What to work on:
**a.** Write out the portion of the Hebrews 13 commentary starting at "Hebrews 13:1-8, 15-16" and ending at "13’s ethical commands.".
**b.** Answer these questions from the Hebrews 13 commentary:
(i) Which verse immediately precedes this Sunday's Epistolary Lesson?
(ii) Which two colleagues have written sermon commentaries on Hebrews 13's ethical commands?
(iii) What is the third theological assertion the author of Hebrews makes in the lesson?

====== Document excerpt ======

Sermon Commentary for Sunday, August 28, 2022

Hebrews 13:1-8, 15-16 Commentary

“Just tell me what I have to do, Pastor!” I suspect that nearly all of us have heard variations on this theme. This Sunday’s Epistolary Lesson seems to offer help in answering such questions. That may, in fact, be a reason why proclaimers’ attention is often most quickly drawn to its ethical pronouncements.

Hebrews 13 contains a rich vein of material about the shape of the Christian faith that receives God’s grace. My colleagues Chelsey Harmon and Scott Hoezee have both written wonderful sermon commentaries that thoughtfully mine some of Hebrews 13’s ethical commands.

However, proclaimers who wish to travel a different “on-ramp” to this Sunday’s Epistolary Lesson might consider beginning with an exploration of its theological claims. Such an approach, after all, doesn’t just help proclaimers avoid what Hoezee calls “shouldy” proclamations. It also grounds Hebrews 13’s ethics in the character and person of the living God.

Of course, as the biblical scholar Lewis Donelson notes (The Lectionary Commentary, The Second Readings: Acts and the Epistles, Eerdmans: 2001), Hebrew’s author doesn’t limit his theological claims to today’s text. He also asserts things about God’s nature not just throughout the letter, but also in this text’s immediate context.

Hebrews 12:29’s “Our God is a consuming fire” immediately precedes this Lesson. It speaks to the importance God attaches to chapter 13’s commands. Donelson writes, “this call to Christian virtues is not a congenial, ‘Would you mind, by the way, being nice to one another because God would kind of prefer that?’ Without the gentle virtues enumerated here, we fall under [the danger of] the terrors of God.”

However, the Christology the Spirit embeds in verses that the RCL omits from this Sunday’s Epistolary Lesson also speaks to God’s character. In verse 12 we read that “Jesus also suffered outside the city gate to make his people holy through his own blood.” It’s a reminder that while God’s dearly beloved people can’t be ethical on our own, we can do things like be faithful in marriage and content with what we have. After all, Jesus’ blood has, through the work of the Holy Spirit, made us “holy.”

The first theological assertion Hebrews’ author makes in this Sunday’s Epistolary Lesson occurs in God’s promise to God’s people in verse 5’s “Never will I leave you; never will I forsake you.” Its second is one of God’s people’s professions: “The Lord is my helper; I will not be afraid. What can man do to me?” The third is verse 8’s, “Jesus Christ is the same yesterday and today and forever.”

====== Supplied entries ======

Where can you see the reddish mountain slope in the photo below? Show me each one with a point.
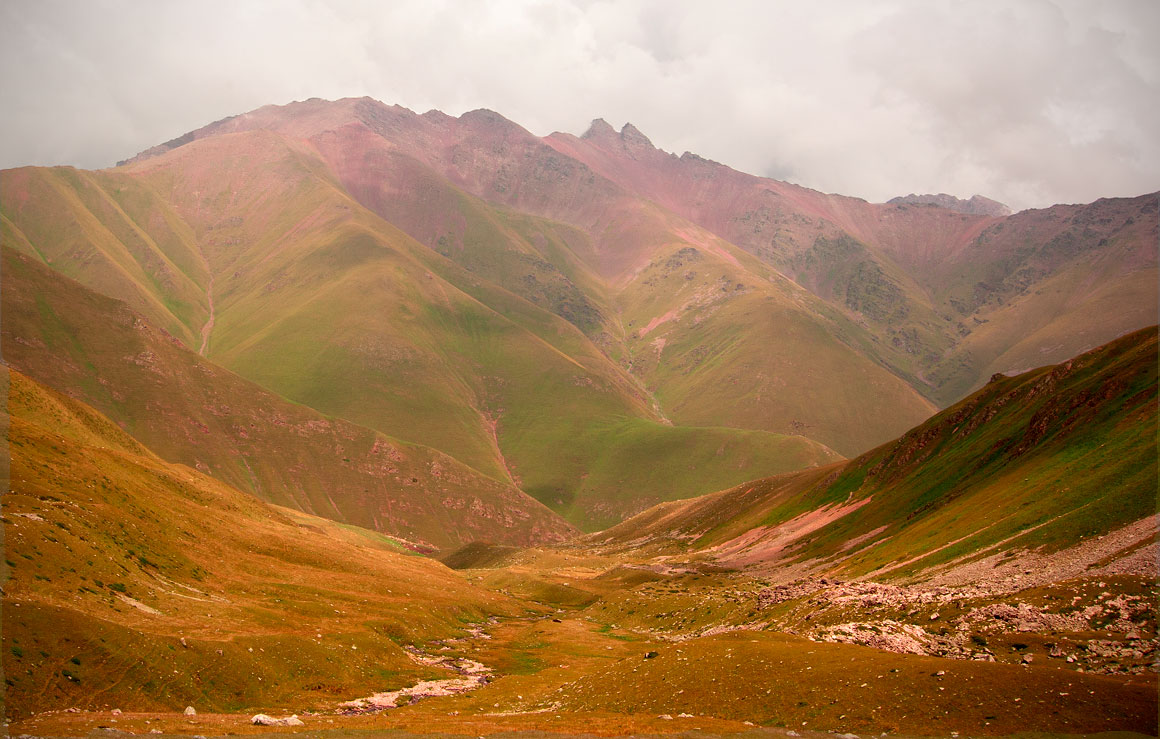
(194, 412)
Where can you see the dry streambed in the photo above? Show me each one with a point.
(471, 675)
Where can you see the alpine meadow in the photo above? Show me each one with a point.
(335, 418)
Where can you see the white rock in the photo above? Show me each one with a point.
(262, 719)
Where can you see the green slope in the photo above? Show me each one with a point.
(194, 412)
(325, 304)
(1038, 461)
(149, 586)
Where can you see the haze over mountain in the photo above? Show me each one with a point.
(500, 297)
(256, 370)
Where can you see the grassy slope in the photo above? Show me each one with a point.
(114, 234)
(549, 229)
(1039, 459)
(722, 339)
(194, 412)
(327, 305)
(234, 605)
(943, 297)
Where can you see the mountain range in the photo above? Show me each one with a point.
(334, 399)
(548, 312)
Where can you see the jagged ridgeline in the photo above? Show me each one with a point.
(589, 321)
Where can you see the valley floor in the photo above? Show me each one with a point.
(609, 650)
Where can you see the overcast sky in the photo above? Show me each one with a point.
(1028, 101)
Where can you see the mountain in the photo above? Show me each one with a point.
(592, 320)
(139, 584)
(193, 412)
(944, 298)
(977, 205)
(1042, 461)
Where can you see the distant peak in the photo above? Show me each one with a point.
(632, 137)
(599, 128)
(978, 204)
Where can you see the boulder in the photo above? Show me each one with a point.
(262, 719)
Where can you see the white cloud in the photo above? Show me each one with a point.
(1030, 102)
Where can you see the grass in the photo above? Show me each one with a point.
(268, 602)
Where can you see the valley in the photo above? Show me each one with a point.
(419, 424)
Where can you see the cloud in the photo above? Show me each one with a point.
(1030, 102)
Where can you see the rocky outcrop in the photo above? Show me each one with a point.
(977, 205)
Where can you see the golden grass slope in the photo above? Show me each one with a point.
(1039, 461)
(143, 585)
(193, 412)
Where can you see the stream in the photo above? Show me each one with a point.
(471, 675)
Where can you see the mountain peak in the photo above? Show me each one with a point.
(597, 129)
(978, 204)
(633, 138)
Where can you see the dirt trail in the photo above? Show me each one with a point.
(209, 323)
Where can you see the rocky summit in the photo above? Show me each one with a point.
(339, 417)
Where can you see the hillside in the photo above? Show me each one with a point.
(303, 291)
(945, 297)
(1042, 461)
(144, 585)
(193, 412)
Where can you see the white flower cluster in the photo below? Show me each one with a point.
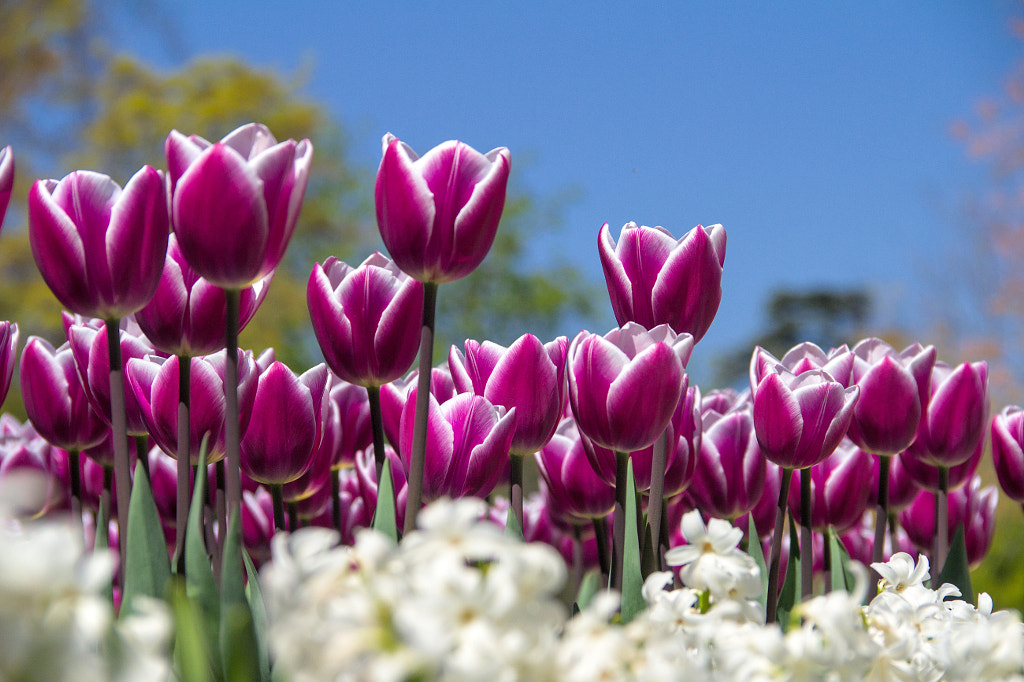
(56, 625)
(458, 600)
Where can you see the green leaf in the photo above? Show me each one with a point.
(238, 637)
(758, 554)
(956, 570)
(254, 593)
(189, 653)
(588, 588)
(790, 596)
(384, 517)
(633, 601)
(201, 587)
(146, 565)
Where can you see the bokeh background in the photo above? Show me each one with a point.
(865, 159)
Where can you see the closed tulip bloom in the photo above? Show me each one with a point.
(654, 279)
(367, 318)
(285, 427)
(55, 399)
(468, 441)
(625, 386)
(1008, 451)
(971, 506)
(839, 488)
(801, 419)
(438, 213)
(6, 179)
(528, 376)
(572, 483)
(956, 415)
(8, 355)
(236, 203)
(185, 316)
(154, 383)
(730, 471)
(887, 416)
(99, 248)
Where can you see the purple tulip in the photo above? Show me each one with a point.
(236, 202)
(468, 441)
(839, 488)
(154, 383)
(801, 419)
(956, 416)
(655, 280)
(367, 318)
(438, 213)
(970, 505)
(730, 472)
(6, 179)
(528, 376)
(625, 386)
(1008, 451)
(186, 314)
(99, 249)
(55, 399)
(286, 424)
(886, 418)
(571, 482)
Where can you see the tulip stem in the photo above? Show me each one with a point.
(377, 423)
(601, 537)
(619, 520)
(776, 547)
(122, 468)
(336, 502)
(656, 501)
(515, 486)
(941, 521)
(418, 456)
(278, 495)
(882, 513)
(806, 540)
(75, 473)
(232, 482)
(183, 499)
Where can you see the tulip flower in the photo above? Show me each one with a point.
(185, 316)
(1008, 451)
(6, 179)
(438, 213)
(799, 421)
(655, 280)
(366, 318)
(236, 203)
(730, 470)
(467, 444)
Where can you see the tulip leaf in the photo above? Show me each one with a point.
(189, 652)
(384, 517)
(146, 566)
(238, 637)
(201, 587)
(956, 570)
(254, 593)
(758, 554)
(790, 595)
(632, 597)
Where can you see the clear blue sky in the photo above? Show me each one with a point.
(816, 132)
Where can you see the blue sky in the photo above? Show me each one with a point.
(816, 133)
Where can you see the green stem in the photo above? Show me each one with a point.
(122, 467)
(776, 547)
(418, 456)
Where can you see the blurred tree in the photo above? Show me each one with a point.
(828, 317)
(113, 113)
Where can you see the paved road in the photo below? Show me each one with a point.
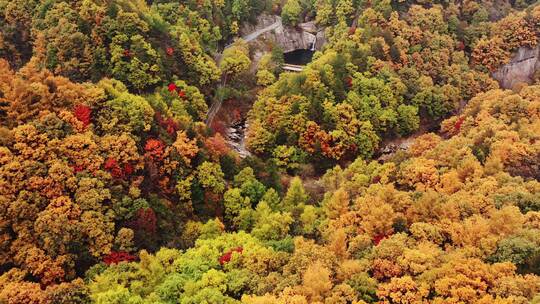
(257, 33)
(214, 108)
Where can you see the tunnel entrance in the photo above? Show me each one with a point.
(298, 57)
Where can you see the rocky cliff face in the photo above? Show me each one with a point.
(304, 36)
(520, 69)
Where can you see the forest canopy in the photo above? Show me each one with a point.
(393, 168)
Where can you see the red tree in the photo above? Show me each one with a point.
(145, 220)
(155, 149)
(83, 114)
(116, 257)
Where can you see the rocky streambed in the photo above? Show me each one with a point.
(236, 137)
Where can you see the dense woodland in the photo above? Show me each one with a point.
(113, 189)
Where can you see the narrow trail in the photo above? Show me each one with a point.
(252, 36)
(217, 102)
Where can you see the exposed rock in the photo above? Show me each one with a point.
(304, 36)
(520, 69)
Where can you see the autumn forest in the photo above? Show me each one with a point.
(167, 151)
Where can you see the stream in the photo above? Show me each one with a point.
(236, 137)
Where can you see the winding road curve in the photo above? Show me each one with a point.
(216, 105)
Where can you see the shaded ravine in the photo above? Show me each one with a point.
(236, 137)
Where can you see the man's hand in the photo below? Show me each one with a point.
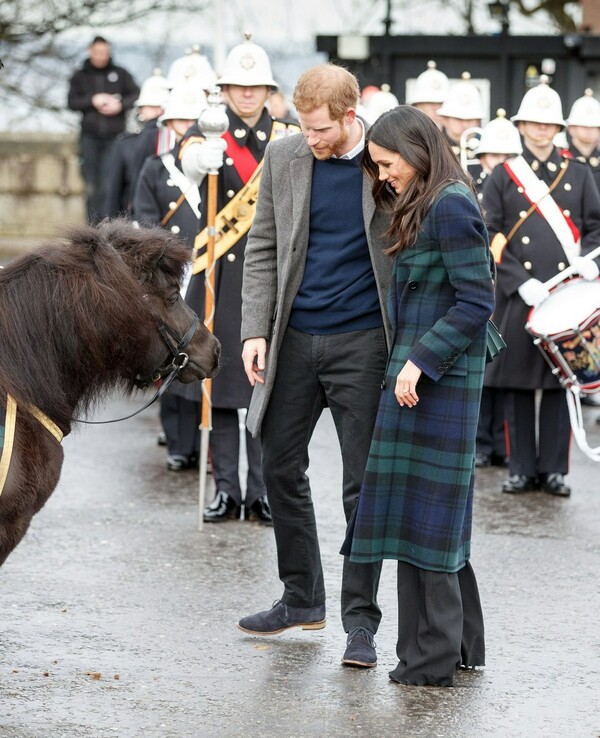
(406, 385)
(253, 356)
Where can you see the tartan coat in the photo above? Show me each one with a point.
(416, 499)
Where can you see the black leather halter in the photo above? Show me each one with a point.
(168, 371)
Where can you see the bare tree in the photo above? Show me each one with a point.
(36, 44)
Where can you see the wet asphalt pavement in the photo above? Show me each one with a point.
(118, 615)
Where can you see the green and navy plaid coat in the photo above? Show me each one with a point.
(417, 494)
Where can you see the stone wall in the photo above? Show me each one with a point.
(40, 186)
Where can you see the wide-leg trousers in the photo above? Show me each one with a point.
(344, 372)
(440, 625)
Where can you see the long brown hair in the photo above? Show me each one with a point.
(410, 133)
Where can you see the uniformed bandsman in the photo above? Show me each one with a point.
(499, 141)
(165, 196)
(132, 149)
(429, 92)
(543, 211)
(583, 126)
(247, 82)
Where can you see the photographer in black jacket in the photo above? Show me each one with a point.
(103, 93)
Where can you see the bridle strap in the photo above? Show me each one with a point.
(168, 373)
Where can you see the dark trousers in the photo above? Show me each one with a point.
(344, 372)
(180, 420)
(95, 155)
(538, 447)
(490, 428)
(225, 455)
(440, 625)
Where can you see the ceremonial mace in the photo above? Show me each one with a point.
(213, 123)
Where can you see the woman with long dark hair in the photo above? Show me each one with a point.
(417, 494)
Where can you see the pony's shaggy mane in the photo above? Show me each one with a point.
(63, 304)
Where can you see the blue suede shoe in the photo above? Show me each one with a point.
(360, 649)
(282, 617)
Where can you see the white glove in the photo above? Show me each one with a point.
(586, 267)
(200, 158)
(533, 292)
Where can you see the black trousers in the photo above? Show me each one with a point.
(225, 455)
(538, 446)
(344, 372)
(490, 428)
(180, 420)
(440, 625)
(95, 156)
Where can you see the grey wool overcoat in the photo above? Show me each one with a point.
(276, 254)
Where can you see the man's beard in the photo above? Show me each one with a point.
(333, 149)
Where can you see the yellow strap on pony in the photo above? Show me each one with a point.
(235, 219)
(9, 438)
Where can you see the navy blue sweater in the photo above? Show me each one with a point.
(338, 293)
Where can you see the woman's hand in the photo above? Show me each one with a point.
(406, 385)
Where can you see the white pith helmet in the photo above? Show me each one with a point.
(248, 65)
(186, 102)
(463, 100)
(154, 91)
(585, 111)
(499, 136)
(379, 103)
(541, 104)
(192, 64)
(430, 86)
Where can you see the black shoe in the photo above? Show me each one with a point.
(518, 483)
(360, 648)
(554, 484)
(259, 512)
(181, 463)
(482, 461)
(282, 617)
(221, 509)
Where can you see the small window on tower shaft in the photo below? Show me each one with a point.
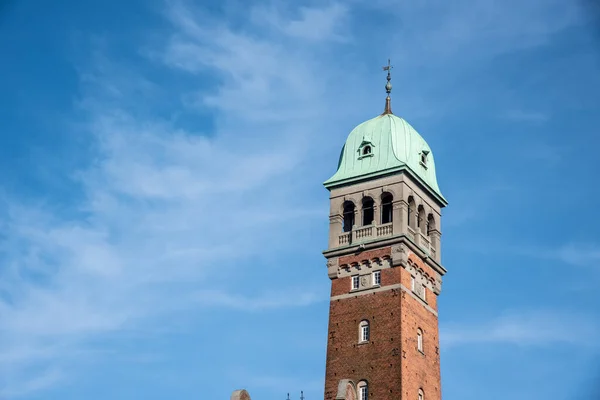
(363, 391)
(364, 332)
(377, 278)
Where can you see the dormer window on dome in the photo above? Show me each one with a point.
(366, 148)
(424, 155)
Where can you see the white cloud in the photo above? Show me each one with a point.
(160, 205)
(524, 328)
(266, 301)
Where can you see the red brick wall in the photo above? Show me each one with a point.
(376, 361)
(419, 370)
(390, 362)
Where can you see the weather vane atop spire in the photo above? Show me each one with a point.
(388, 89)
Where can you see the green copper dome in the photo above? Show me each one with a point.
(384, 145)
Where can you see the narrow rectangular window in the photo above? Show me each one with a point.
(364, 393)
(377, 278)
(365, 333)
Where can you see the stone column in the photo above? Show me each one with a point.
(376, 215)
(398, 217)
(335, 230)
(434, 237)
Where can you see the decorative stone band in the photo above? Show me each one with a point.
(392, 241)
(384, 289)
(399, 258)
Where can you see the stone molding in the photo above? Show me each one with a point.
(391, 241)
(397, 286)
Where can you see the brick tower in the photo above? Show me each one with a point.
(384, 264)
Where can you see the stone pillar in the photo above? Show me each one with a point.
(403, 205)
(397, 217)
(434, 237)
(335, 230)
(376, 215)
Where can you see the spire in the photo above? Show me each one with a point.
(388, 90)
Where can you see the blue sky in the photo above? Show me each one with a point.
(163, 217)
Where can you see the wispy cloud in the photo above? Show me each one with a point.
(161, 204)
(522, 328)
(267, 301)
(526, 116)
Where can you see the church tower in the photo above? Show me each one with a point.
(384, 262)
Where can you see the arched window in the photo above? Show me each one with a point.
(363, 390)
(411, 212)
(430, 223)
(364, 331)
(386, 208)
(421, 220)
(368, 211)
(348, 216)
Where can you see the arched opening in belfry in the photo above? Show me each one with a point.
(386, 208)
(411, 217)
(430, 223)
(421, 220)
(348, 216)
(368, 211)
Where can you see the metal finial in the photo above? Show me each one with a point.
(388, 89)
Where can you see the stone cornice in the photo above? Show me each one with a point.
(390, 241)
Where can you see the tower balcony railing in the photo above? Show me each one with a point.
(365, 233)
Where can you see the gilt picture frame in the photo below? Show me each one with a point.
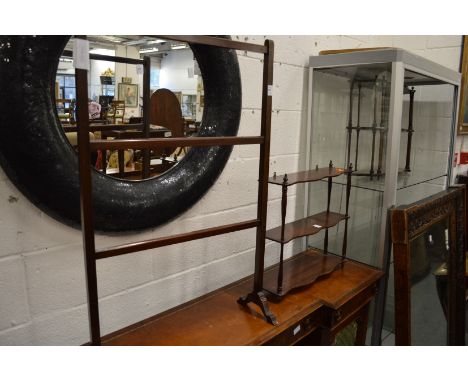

======

Solutions by task:
**a.**
Hebrews 13:1-8, 15-16 Commentary

“Just tell me what I have to do, Pastor!” I suspect that nearly all of us have heard variations on this theme. This Sunday’s Epistolary Lesson seems to offer help in answering such questions. That may, in fact, be a reason why proclaimers’ attention is often most quickly drawn to its ethical pronouncements.

Hebrews 13 contains a rich vein of material about the shape of the Christian faith that receives God’s grace. My colleagues Chelsey Harmon and Scott Hoezee have both written wonderful sermon commentaries that thoughtfully mine some of Hebrews 13’s ethical commands.

**b.**
(i) Hebrews 12:29, "Our God is a consuming fire."
(ii) Chelsey Harmon and Scott Hoezee.
(iii) Verse 8's "Jesus Christ is the same yesterday and today and forever."